**Image point grounding data:**

════

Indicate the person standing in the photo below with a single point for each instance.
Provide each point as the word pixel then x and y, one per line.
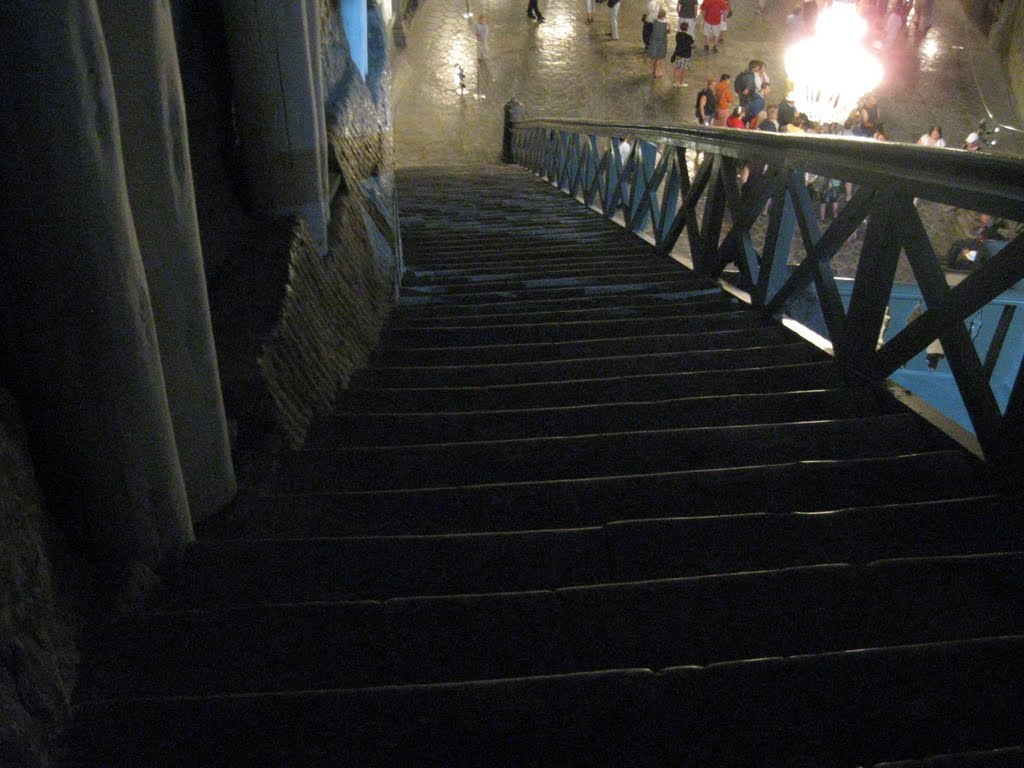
pixel 613 6
pixel 723 94
pixel 707 103
pixel 770 122
pixel 649 16
pixel 933 137
pixel 687 10
pixel 681 55
pixel 482 34
pixel 657 45
pixel 713 12
pixel 755 104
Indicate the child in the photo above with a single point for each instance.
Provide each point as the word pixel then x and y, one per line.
pixel 681 56
pixel 482 31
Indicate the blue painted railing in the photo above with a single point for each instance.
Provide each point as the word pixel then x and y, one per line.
pixel 742 202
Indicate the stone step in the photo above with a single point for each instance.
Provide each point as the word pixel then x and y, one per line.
pixel 540 290
pixel 622 387
pixel 397 428
pixel 652 625
pixel 588 368
pixel 690 546
pixel 594 456
pixel 524 332
pixel 442 312
pixel 792 486
pixel 845 710
pixel 615 345
pixel 231 572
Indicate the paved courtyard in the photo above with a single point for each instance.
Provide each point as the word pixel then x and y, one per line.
pixel 566 68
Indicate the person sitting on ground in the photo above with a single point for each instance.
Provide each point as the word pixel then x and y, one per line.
pixel 770 120
pixel 983 241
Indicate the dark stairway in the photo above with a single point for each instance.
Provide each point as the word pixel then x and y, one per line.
pixel 586 509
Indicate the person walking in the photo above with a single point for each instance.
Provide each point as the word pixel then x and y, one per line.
pixel 681 55
pixel 723 94
pixel 613 6
pixel 687 10
pixel 649 16
pixel 482 34
pixel 707 103
pixel 933 137
pixel 657 45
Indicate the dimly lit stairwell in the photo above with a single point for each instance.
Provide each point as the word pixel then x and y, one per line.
pixel 585 508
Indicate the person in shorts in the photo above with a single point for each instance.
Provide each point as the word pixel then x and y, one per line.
pixel 681 56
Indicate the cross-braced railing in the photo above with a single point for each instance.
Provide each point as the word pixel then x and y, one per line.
pixel 742 200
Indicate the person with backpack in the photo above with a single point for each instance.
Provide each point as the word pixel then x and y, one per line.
pixel 681 56
pixel 707 104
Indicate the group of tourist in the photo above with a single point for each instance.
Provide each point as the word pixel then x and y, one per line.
pixel 713 15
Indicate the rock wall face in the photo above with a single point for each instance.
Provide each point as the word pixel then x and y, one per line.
pixel 1003 23
pixel 1007 37
pixel 37 651
pixel 293 326
pixel 336 305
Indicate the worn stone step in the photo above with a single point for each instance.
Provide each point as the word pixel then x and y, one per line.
pixel 588 719
pixel 699 299
pixel 690 546
pixel 621 387
pixel 524 331
pixel 396 428
pixel 653 625
pixel 1008 757
pixel 593 456
pixel 553 289
pixel 587 368
pixel 790 486
pixel 229 571
pixel 630 268
pixel 847 709
pixel 645 343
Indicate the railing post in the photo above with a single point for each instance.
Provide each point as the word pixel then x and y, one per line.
pixel 514 112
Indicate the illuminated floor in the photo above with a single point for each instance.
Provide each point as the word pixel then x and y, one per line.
pixel 566 68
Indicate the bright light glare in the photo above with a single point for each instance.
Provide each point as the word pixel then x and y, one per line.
pixel 833 69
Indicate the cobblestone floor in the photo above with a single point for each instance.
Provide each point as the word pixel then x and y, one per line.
pixel 566 68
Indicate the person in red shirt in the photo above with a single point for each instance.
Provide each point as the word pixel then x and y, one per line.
pixel 714 13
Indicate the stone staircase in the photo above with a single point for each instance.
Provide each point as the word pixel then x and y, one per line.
pixel 585 509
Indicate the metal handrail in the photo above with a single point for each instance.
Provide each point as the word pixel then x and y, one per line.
pixel 683 180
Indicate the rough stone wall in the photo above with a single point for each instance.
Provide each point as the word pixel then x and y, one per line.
pixel 335 306
pixel 1007 37
pixel 37 651
pixel 1003 23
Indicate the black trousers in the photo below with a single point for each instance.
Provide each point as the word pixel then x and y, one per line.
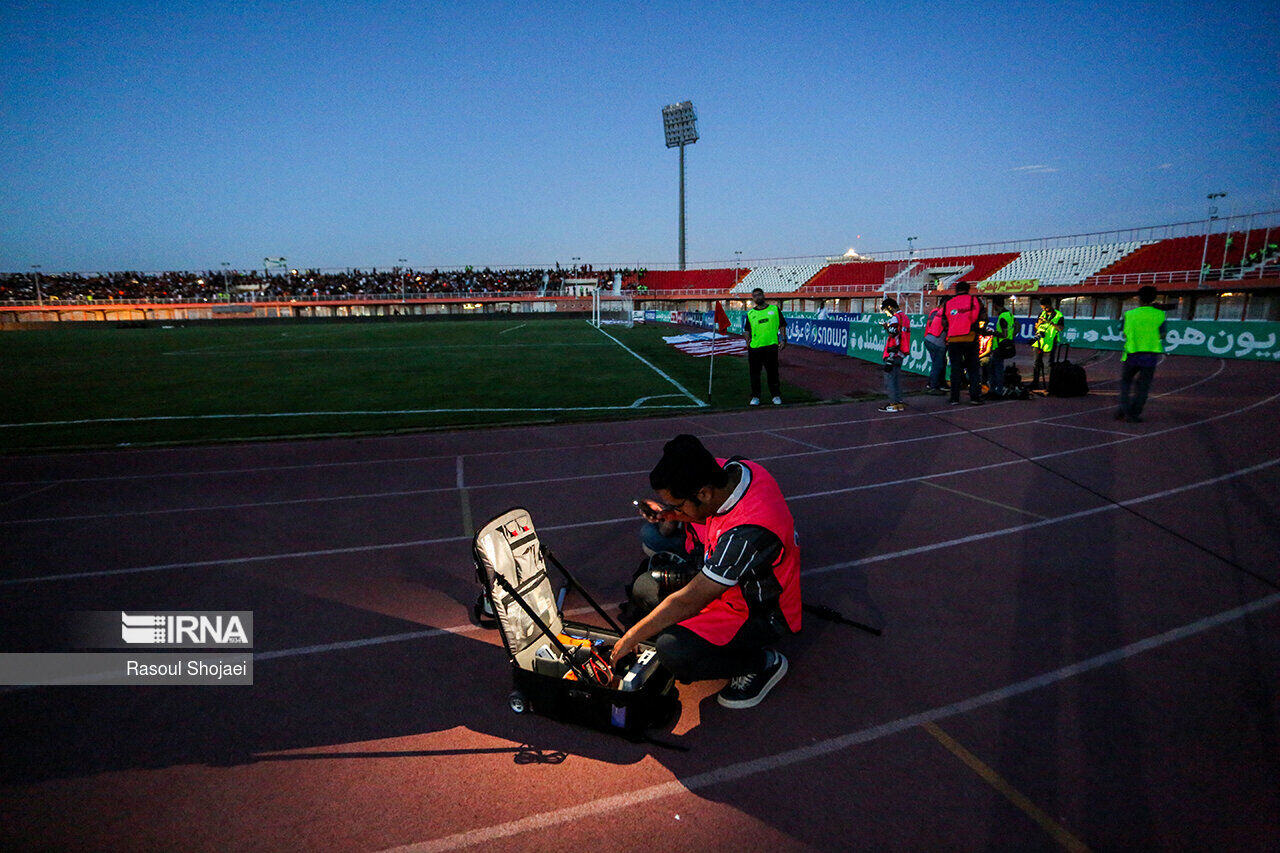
pixel 1134 384
pixel 1041 370
pixel 768 359
pixel 693 658
pixel 964 364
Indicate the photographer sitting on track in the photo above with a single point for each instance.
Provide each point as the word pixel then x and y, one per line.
pixel 721 624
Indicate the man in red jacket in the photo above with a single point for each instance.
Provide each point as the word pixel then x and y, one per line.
pixel 965 314
pixel 722 624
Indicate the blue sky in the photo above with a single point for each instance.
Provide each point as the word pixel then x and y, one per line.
pixel 181 135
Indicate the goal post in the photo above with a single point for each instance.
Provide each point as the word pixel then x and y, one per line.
pixel 608 309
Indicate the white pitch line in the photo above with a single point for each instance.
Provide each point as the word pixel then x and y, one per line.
pixel 572 448
pixel 493 833
pixel 151 419
pixel 977 537
pixel 653 366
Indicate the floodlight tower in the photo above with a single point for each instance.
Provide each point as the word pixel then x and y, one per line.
pixel 680 124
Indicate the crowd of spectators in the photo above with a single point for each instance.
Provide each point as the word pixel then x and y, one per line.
pixel 238 286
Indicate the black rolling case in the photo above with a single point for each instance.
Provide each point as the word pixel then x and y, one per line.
pixel 560 669
pixel 1066 379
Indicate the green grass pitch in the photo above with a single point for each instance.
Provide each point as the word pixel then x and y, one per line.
pixel 104 386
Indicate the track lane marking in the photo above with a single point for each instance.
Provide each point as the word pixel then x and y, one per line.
pixel 822 748
pixel 1056 831
pixel 576 447
pixel 982 500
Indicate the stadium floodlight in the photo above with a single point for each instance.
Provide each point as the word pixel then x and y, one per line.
pixel 1208 227
pixel 680 124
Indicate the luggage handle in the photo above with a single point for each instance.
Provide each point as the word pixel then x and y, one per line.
pixel 547 632
pixel 580 588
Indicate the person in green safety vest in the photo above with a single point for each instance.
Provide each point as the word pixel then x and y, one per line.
pixel 1048 327
pixel 766 332
pixel 1002 343
pixel 1143 343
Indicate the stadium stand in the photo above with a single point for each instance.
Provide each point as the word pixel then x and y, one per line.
pixel 982 267
pixel 1065 267
pixel 777 279
pixel 850 274
pixel 688 279
pixel 1244 254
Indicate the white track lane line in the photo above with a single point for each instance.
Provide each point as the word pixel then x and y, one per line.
pixel 575 448
pixel 492 834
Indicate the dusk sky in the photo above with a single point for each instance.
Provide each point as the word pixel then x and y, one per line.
pixel 172 135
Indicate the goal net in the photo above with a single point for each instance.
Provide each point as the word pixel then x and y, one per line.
pixel 608 309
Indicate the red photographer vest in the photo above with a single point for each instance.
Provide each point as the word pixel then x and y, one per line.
pixel 961 319
pixel 763 506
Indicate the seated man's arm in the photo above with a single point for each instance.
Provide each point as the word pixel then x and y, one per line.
pixel 685 602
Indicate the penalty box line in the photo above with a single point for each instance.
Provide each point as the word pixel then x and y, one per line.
pixel 654 368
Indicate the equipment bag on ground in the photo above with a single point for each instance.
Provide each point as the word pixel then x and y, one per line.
pixel 561 669
pixel 1066 379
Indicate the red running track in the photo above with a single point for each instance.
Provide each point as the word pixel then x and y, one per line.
pixel 1080 637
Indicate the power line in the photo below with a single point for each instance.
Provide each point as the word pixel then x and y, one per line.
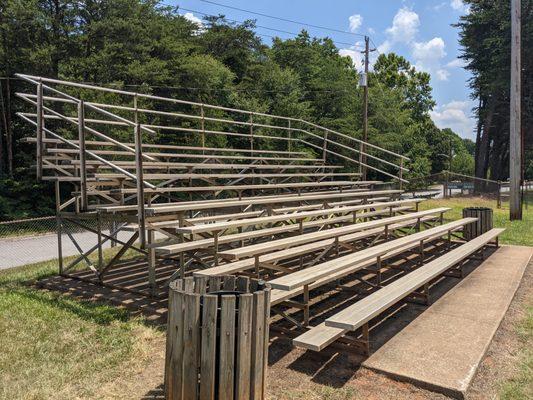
pixel 261 26
pixel 283 19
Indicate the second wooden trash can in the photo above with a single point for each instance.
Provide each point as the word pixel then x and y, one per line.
pixel 217 338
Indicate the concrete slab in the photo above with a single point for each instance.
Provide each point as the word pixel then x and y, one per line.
pixel 441 349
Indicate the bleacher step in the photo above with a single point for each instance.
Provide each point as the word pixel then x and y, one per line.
pixel 442 348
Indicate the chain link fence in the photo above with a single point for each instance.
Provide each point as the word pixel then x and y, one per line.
pixel 35 240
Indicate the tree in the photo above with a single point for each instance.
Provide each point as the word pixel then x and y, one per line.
pixel 485 34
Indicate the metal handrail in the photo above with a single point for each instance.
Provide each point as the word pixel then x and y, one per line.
pixel 99 107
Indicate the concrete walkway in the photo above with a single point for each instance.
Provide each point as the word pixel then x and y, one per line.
pixel 442 348
pixel 25 250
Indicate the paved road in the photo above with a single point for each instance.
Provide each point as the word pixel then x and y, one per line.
pixel 31 249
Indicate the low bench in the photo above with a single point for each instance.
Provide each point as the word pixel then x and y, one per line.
pixel 360 313
pixel 259 233
pixel 300 216
pixel 309 275
pixel 261 248
pixel 267 259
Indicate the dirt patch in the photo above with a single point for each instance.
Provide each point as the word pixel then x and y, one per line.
pixel 502 358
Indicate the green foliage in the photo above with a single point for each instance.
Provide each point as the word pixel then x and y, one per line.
pixel 145 46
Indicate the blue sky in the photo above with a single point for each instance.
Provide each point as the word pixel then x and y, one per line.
pixel 419 30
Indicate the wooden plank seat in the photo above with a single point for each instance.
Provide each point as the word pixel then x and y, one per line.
pixel 321 245
pixel 184 155
pixel 188 176
pixel 320 336
pixel 240 188
pixel 208 243
pixel 91 143
pixel 130 165
pixel 360 313
pixel 309 275
pixel 322 196
pixel 257 200
pixel 262 248
pixel 299 217
pixel 257 213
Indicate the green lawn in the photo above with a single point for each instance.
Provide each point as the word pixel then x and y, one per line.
pixel 56 347
pixel 517 232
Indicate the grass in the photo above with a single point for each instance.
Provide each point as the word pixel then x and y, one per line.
pixel 56 347
pixel 517 232
pixel 521 385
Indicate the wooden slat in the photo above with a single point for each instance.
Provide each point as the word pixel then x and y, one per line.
pixel 187 176
pixel 261 248
pixel 244 347
pixel 260 201
pixel 224 225
pixel 191 337
pixel 364 310
pixel 220 188
pixel 318 271
pixel 258 327
pixel 175 380
pixel 227 348
pixel 243 265
pixel 211 204
pixel 208 351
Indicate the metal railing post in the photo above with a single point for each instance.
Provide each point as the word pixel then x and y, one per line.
pixel 499 200
pixel 325 146
pixel 202 126
pixel 252 131
pixel 40 125
pixel 290 138
pixel 400 174
pixel 140 176
pixel 83 163
pixel 361 159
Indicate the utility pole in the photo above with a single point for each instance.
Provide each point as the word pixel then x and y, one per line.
pixel 515 159
pixel 362 156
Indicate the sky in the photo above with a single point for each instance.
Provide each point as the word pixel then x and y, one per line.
pixel 419 30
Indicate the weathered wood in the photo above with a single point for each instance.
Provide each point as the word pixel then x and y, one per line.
pixel 258 354
pixel 208 352
pixel 227 348
pixel 191 338
pixel 364 310
pixel 244 347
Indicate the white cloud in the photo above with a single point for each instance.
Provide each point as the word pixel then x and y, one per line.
pixel 457 63
pixel 442 74
pixel 193 18
pixel 355 54
pixel 457 116
pixel 404 26
pixel 458 5
pixel 355 22
pixel 429 52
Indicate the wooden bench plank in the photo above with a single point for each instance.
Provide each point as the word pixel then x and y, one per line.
pixel 218 226
pixel 237 237
pixel 316 272
pixel 261 248
pixel 243 265
pixel 222 188
pixel 187 176
pixel 273 199
pixel 364 310
pixel 320 336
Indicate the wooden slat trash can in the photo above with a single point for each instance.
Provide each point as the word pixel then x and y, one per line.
pixel 217 338
pixel 483 223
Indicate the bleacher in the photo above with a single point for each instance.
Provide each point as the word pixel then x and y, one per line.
pixel 298 205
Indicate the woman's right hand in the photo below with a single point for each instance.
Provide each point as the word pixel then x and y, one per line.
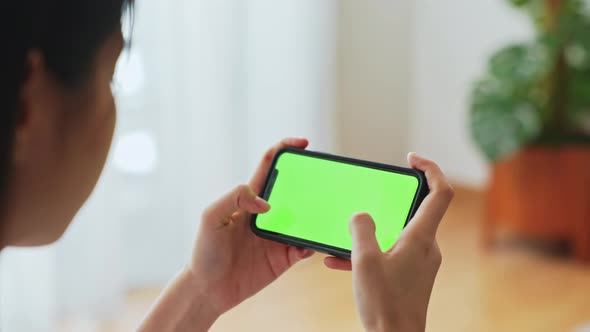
pixel 392 289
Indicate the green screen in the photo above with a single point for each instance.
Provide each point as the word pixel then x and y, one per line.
pixel 313 199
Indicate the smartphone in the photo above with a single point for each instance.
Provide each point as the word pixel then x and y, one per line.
pixel 313 195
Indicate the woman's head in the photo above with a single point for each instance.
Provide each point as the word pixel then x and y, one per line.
pixel 57 113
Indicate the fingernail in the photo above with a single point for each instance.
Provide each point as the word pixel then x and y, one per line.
pixel 362 216
pixel 262 204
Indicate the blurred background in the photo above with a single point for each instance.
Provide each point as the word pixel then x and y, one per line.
pixel 208 86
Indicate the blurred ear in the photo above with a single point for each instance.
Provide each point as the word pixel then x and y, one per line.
pixel 39 101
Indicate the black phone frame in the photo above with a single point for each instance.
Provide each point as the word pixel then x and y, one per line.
pixel 421 193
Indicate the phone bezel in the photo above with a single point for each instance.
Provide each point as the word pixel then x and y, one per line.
pixel 421 193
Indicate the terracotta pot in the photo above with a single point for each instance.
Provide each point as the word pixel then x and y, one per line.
pixel 543 192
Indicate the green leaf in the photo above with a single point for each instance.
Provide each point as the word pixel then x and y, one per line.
pixel 519 3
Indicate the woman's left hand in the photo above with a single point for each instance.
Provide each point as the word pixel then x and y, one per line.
pixel 231 263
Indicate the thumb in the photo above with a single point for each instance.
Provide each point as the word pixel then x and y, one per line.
pixel 364 242
pixel 241 198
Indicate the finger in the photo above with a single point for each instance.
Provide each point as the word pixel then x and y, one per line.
pixel 242 198
pixel 259 177
pixel 296 254
pixel 436 203
pixel 336 263
pixel 364 242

════

**TASK INSTRUCTIONS:**
With the pictures omitted, restate word for word the lines above from the line that has "Indicate the seated" up to and including the line that has "Indicate the concrete walkway", and no other lines.

**YOUR SOLUTION:**
Indicate the seated man's arm in the photo above with a single point for each instance.
Provide each point as the word pixel then x and y, one per line.
pixel 685 602
Indicate the penalty box line in the photo above with a single point for each instance.
Provide each point as the word pixel then x and y, one per line.
pixel 654 368
Indicate the equipment bag on ground in the photo above with a single point for each instance.
Provide each point as the word pixel then x and y, one per line.
pixel 561 669
pixel 1066 379
Indicate the red running track in the photo above with a single point for each instance.
Provide each point as the word pixel then x and y, one per line.
pixel 1080 637
Indicate the power line in the photo below with a single point for each instance.
Provide each point as the word pixel then x and y, one per line.
pixel 261 26
pixel 283 19
Indicate the second wooden trash can in the photo above with a single point for each instance.
Provide each point as the word pixel then x and y, one per line.
pixel 217 338
Indicate the concrete slab in the photo above with a single point for each instance.
Provide each point as the word pixel then x and y, one per line.
pixel 441 349
Indicate the bleacher step in the photo above with a single point for each instance.
Provide each point as the word pixel then x and y, one per line.
pixel 442 348
Indicate the chain link fence in the photo above with a single point for each instance.
Provide each point as the word pixel then x and y, one per line.
pixel 35 240
Indicate the tree in the photo above with a single point for each instance.
Provide each point as the word pixel then x and y, one per line.
pixel 485 34
Indicate the metal handrail in the photo above with a single point for each instance.
Provide each point as the word pixel then x and y, one per line.
pixel 99 107
Indicate the concrete walkway in the photo above with a single point for each instance.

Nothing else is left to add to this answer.